■ Task to carry out: Pull out each line of the records below that contains the word "positive", and reproduce those lines unchanged.

■ Provided material:
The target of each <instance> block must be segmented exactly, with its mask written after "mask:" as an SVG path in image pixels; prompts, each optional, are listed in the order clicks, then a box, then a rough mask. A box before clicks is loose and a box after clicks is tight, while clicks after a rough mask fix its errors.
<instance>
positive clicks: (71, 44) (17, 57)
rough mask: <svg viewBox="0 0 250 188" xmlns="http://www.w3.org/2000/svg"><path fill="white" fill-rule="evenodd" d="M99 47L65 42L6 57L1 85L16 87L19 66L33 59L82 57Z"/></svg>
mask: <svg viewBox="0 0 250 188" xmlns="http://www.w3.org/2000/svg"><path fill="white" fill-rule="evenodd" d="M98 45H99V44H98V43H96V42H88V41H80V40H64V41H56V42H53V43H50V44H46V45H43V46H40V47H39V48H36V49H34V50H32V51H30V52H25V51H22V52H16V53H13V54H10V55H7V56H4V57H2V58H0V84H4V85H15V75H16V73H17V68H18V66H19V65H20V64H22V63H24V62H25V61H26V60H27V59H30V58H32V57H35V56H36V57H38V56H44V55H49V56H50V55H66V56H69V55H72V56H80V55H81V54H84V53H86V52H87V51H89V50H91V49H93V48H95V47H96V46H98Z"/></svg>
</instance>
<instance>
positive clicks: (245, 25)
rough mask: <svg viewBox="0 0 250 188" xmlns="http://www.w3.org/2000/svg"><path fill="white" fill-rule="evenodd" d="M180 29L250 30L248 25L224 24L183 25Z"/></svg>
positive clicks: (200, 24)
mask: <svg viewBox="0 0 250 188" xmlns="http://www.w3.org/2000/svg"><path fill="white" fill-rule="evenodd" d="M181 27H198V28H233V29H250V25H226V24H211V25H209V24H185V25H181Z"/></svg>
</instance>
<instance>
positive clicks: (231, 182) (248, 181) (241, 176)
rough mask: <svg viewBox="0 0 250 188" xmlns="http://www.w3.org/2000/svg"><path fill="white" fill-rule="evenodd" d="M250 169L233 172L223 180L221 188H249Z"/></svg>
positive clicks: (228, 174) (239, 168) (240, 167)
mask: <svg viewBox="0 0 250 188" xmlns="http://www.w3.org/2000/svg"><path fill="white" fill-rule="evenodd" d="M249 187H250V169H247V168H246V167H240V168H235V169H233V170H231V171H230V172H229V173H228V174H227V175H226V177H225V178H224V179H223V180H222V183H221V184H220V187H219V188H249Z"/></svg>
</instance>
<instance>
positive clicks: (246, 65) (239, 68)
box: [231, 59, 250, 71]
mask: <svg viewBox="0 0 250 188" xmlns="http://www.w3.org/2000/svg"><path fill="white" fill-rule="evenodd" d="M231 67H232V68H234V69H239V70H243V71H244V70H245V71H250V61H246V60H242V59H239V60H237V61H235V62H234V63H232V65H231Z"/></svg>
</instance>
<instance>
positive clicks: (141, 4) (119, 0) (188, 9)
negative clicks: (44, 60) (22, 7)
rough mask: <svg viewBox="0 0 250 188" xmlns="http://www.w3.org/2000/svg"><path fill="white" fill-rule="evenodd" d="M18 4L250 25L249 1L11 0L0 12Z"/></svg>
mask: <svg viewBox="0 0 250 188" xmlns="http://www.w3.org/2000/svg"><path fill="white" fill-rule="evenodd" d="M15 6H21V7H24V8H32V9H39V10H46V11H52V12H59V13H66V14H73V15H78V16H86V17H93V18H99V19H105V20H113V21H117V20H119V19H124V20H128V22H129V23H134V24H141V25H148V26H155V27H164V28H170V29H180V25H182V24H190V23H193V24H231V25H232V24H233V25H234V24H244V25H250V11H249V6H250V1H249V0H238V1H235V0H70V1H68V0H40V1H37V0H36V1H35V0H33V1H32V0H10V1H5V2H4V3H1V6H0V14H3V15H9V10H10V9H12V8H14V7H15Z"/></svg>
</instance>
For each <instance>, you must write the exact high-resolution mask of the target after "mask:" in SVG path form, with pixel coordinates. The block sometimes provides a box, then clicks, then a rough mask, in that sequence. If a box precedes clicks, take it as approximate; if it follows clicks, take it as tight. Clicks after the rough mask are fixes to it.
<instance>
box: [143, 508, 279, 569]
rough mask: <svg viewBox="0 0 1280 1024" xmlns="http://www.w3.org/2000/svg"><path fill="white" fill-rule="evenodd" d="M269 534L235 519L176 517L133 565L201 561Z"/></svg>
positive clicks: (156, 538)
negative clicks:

■ Written reply:
positive clicks: (71, 44) (17, 57)
positive clicks: (245, 25)
positive clicks: (200, 24)
positive clicks: (231, 182) (248, 181) (241, 176)
positive clicks: (228, 174) (239, 168) (240, 167)
positive clicks: (246, 65) (239, 68)
positive clicks: (141, 4) (119, 0) (188, 9)
positive clicks: (156, 538)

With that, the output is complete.